INSTRUCTION — All of the data needs to be repeated exactly.

MATERIAL FOR THIS EXERCISE —
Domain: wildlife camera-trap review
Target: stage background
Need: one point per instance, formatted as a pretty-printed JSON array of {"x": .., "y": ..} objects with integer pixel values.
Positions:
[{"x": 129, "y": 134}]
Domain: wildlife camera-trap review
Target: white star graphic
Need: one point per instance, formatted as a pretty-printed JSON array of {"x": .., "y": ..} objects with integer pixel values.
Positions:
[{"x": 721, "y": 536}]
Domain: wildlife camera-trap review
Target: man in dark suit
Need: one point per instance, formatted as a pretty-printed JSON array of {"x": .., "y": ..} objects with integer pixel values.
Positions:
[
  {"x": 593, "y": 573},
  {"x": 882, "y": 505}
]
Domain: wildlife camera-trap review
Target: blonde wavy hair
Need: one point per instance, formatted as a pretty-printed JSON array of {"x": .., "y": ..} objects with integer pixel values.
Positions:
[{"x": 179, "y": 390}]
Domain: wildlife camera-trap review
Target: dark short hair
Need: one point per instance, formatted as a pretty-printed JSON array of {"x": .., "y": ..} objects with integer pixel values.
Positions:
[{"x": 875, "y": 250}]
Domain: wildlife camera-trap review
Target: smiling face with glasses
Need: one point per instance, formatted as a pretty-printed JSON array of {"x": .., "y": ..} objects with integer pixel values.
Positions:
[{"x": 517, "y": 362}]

FINAL RESULT —
Domain: wildlife camera-trap review
Target: stage background
Need: one point per instance, formatted as a pretty-printed JSON array of {"x": .., "y": ..} objects with integer pixel values.
Positions:
[{"x": 129, "y": 134}]
Domain: wildlife camera-trap review
Target: white star graphic
Need: one point per instance, formatted as a pretty-printed JSON array of {"x": .., "y": ..} objects with integer pixel values.
Positions:
[{"x": 721, "y": 536}]
Domain: wildlife camera-trap review
Target: man in dark suit
Need: one point per instance, formatted as a pretty-printed JSON array of {"x": .., "y": ..} objects with integer pixel values.
Positions:
[
  {"x": 593, "y": 573},
  {"x": 882, "y": 505}
]
Domain: wildlife camera-trap review
Target: blonde wavy hair
Need: one point per instance, formatted as a pretty-printed JSON array of {"x": .., "y": ..} objects with integer pixel values.
Positions:
[{"x": 179, "y": 390}]
Domain: wildlife camera-trap review
Target: dark short hair
Need: one point per instance, formatted as a pretty-printed JSON array of {"x": .., "y": ..} objects with integer pixel values.
Positions:
[{"x": 875, "y": 250}]
Domain: wildlife camera-trap review
Target: smiling face with glasses
Need: one point per instance, formatted as a pretty-printed JSON array of {"x": .., "y": ..} objects with integer pixel values.
Positions:
[{"x": 517, "y": 362}]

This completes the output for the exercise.